Stated task —
Please pull from the listing every line from the one containing "Mark one point on each instance of the yellow" up to and including the one containing "Mark one point on each instance of the pink headphones", and copy them out word for word.

Available data —
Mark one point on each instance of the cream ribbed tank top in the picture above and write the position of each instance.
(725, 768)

* * *

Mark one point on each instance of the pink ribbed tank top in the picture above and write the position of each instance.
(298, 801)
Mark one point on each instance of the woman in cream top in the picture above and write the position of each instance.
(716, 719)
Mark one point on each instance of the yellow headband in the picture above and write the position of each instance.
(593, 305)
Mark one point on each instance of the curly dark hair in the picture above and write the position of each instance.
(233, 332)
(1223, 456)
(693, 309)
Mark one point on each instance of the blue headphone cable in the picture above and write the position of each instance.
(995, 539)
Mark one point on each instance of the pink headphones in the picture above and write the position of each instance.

Answer to the problem —
Mark one point on each instance of the yellow headband in the picture above and write the position of each instance.
(593, 305)
Mark one point on each instance of the curly dark hair in the picture above and write the position of each instance.
(233, 332)
(1223, 456)
(693, 309)
Mark one point on each instance of the blue headphone cable in the picture above and write the position of each instance.
(995, 539)
Mark one point on each instance of the pink headphones in the picture above and write the position of each instance.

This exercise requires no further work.